[Stored items]
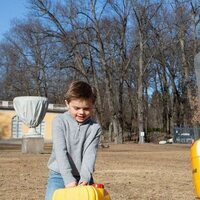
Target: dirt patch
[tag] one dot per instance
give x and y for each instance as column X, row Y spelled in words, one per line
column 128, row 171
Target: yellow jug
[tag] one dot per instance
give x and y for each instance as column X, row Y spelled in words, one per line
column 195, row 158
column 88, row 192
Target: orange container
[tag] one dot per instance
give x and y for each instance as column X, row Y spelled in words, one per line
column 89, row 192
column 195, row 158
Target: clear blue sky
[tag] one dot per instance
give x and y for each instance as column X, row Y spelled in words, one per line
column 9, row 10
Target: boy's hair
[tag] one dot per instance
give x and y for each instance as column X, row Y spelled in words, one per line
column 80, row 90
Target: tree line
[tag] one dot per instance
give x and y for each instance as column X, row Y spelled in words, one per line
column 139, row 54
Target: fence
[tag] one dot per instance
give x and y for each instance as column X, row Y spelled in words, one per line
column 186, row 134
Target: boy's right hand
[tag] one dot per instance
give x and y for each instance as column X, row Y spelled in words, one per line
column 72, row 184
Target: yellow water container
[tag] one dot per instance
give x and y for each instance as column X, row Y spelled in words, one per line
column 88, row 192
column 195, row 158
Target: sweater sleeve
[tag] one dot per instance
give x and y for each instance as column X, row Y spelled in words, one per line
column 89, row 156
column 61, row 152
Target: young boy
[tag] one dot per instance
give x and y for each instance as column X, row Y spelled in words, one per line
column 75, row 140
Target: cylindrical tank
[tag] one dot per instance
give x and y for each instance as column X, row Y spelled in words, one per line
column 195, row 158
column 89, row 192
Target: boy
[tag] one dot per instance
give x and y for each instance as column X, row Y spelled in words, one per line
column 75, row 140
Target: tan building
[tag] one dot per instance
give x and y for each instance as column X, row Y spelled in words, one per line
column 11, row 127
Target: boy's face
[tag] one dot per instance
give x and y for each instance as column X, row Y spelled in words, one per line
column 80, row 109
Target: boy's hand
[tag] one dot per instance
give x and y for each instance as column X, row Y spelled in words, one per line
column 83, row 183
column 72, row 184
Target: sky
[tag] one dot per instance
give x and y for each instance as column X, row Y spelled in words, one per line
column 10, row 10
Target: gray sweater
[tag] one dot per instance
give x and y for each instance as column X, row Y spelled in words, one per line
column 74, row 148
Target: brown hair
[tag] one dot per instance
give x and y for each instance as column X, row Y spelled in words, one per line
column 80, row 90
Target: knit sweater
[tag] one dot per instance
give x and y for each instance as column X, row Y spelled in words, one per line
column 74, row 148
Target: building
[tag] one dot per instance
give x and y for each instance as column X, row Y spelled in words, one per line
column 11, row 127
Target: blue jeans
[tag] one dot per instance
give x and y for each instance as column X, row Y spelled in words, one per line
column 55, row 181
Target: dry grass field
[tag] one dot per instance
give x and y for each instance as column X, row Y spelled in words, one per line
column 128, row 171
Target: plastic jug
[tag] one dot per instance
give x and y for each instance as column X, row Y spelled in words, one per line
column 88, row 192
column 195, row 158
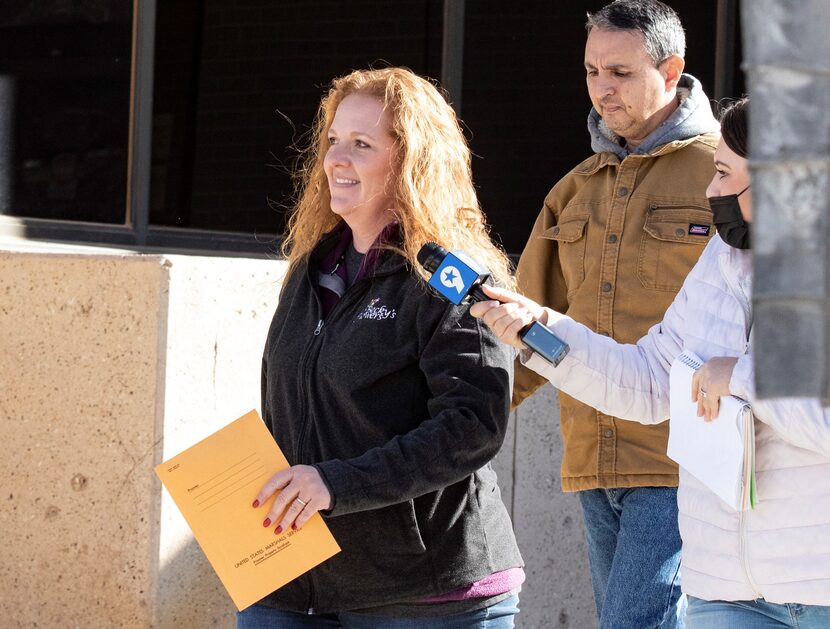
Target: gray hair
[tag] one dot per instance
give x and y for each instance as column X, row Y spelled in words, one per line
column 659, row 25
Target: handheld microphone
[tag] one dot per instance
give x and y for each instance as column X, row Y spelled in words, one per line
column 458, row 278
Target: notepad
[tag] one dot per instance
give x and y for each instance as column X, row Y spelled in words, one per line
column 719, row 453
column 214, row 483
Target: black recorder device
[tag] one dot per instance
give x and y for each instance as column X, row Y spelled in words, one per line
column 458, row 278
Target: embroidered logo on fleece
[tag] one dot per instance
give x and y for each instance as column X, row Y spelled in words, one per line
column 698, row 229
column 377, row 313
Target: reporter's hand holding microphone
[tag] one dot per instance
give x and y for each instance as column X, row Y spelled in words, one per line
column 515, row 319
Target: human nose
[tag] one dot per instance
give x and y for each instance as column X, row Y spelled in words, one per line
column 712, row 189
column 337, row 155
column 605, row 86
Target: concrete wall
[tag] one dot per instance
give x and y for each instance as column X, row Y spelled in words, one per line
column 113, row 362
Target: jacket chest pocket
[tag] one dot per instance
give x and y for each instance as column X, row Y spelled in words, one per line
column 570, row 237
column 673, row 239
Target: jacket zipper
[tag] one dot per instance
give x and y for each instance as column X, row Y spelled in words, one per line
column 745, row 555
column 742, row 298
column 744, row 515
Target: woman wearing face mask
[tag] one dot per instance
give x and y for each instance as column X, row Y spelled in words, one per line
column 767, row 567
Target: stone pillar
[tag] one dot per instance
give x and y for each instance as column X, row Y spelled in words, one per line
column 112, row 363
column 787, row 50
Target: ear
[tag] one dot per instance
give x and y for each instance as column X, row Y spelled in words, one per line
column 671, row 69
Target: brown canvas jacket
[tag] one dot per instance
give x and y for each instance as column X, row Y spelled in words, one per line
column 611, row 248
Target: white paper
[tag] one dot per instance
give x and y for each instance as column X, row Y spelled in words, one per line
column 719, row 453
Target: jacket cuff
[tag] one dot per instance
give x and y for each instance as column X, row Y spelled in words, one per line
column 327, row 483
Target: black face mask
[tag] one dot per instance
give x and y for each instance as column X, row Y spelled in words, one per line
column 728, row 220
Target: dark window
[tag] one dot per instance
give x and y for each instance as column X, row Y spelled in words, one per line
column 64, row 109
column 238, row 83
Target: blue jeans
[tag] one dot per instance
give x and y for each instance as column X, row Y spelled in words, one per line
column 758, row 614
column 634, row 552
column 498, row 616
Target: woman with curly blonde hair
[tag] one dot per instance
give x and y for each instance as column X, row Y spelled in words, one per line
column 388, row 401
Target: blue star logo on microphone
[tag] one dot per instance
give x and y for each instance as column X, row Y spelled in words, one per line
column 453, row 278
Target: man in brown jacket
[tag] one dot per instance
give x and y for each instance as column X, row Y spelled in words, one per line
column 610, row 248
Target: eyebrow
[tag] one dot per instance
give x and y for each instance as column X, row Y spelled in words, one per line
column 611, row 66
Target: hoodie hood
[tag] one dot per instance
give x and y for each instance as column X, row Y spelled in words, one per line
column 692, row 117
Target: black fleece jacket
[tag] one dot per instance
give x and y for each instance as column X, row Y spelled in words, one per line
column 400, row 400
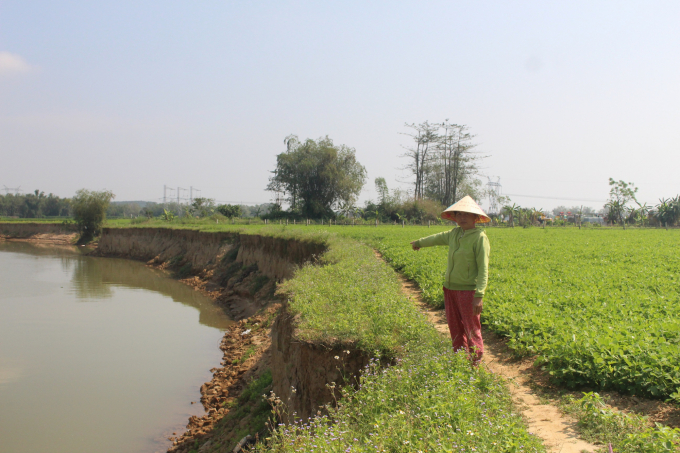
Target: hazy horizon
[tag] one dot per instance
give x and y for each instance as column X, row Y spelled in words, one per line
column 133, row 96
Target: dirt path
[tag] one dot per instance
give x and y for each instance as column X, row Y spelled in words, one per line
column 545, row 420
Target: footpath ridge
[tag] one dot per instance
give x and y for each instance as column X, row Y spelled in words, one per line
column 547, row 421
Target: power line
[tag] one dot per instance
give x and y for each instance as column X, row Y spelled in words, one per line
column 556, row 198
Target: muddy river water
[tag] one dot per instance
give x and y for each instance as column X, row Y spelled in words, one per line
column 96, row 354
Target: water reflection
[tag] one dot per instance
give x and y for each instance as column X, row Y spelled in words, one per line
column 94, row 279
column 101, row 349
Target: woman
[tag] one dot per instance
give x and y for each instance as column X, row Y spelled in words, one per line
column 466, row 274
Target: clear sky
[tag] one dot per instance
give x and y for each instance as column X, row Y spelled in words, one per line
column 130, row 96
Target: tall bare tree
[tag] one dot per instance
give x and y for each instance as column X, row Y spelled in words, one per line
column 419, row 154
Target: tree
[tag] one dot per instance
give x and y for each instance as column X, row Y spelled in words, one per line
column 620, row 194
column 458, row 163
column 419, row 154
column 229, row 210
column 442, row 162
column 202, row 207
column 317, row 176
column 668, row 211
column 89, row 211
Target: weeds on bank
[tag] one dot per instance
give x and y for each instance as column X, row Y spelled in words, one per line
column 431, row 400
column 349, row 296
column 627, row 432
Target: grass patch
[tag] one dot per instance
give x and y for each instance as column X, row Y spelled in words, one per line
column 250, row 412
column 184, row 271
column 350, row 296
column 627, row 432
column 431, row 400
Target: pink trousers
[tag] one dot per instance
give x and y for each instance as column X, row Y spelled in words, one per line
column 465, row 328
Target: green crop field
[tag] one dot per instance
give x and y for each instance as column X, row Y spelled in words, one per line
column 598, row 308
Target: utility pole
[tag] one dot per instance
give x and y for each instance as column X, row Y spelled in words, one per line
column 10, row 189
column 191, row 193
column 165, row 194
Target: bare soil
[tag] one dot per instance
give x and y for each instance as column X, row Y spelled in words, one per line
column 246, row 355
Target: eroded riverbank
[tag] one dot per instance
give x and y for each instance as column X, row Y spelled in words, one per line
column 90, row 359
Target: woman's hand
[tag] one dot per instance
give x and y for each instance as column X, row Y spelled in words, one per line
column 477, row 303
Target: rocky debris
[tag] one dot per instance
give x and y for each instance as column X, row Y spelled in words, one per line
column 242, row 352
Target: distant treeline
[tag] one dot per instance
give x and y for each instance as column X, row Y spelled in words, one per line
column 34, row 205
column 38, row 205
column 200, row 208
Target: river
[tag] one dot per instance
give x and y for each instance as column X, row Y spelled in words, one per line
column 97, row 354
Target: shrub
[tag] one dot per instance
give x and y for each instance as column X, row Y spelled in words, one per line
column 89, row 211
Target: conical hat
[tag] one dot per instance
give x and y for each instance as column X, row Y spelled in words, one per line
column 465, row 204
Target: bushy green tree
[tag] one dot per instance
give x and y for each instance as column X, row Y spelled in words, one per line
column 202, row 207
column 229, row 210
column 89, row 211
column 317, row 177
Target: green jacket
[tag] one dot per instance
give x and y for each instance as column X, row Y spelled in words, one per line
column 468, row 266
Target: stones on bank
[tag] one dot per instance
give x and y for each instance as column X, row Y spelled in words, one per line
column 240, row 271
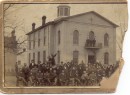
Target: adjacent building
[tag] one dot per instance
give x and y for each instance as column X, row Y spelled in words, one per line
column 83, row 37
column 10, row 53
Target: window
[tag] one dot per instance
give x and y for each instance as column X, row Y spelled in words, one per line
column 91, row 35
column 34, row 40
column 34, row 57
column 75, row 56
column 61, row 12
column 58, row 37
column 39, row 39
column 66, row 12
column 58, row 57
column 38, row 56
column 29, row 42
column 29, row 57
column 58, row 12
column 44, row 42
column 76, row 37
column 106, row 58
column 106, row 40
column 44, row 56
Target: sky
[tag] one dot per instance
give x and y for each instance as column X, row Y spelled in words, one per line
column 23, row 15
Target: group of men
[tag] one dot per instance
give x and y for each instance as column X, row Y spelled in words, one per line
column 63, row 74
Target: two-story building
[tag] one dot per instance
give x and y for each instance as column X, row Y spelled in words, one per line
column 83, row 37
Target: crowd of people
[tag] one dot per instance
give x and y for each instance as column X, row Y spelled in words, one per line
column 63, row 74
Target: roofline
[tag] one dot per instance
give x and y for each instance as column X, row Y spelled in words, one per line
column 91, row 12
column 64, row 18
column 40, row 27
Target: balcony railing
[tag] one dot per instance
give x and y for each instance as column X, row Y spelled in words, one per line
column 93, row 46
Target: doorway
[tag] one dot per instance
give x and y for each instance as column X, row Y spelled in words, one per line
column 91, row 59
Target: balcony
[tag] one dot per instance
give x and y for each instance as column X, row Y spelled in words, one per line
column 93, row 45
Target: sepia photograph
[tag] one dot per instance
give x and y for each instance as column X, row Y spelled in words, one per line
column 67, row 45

**What the exercise asks**
Repeat the lines from the one with "Target: hoodie hood" to the one with "column 692, row 117", putting "sweatshirt hood" in place of "hoodie hood" and leaving the rest unchanged.

**Exercise output**
Target: sweatshirt hood
[tag] one dot per instance
give x and y for each instance as column X, row Y spelled in words, one per line
column 692, row 117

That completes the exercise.